EXTRACTED DATA
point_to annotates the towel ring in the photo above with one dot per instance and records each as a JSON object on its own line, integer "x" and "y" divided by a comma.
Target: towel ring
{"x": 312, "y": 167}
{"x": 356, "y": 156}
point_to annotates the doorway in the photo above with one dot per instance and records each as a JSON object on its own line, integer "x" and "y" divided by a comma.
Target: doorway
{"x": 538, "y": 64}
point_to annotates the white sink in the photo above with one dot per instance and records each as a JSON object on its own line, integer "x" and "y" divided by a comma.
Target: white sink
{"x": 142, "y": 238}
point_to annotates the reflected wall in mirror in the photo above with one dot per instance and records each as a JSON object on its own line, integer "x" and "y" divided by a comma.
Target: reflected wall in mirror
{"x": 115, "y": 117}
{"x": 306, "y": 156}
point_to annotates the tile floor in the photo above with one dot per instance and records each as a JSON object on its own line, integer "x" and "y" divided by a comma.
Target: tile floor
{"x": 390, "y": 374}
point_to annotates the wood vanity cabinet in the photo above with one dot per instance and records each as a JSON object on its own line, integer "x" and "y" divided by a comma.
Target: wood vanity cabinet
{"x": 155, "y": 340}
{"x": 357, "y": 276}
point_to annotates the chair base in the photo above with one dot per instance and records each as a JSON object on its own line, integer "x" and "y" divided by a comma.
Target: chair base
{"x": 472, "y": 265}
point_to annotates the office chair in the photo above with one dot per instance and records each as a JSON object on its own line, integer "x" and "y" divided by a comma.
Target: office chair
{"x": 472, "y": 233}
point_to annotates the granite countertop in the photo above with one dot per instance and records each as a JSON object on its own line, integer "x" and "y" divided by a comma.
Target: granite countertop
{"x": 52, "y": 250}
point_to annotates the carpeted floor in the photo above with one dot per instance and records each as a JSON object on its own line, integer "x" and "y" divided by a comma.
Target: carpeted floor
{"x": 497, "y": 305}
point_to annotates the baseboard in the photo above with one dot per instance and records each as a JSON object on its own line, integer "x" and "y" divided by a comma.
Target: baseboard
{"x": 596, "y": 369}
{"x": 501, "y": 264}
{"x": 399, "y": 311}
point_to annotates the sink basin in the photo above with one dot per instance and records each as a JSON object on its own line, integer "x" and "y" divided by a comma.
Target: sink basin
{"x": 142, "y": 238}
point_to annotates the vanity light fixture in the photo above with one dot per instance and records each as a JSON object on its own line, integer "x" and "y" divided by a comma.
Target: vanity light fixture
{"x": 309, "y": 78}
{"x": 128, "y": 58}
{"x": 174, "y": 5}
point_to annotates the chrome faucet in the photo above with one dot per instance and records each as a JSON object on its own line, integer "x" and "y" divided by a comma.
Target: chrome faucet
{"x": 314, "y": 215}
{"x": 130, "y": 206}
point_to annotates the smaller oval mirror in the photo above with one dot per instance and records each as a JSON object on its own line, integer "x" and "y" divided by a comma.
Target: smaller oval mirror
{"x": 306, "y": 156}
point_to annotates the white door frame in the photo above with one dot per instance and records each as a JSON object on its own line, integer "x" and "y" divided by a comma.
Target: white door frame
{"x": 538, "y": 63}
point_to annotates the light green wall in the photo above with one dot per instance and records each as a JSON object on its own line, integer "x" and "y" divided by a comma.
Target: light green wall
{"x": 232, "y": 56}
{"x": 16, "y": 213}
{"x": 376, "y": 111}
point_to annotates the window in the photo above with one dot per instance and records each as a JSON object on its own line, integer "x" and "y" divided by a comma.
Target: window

PROBLEM DESCRIPTION
Write down again, exactly as given, only the lines above that fall from the line with "Target: office chair" to the line with "point_to annotates the white door", inclusive.

EXERCISE OUTPUT
Target: office chair
{"x": 472, "y": 233}
point_to annotates the granite countertop in the photo above with one dot per instance and records each as a JSON object on its own line, integer "x" and "y" divided by a comma.
Target: granite countertop
{"x": 52, "y": 250}
point_to annotates the carpeted floor in the photo above with one dot per instance and records each as a JSON object on its own line, integer "x" and "y" divided by a comma.
Target: carpeted floor
{"x": 497, "y": 305}
point_to annotates the baseboard in the photo above with one dot per instance and records each as a JSON object on its own line, integer "x" and "y" divided by a comma.
Target: baseboard
{"x": 596, "y": 369}
{"x": 501, "y": 264}
{"x": 399, "y": 311}
point_to annotates the sink basin in the photo above with one dot per instance and records each as a JSON object on its own line, integer "x" and "y" divided by a comma.
Target: sink basin
{"x": 142, "y": 238}
point_to annotates the vanity light fixture in the photo above with one dot per instance and records each as a JSON object on its own line, integer "x" and "y" divided by a comma.
Target: vanity light fixture
{"x": 309, "y": 78}
{"x": 128, "y": 58}
{"x": 174, "y": 5}
point_to annotates the chrome faucet in the photo above with one dot per instance and records each as a JSON object on its own line, integer "x" and "y" divided by a comma.
Target: chrome faucet
{"x": 314, "y": 215}
{"x": 130, "y": 206}
point_to annotates the smaller oval mirror in the photo above with one dot per instance and records each as a JSON object on its own line, integer "x" and "y" divided by a comma.
Target: smaller oval mirror
{"x": 306, "y": 156}
point_to annotates the white door frame in the photo above with one dot per instance and records each as a JSON object on its own line, integer "x" and "y" divided by a comma.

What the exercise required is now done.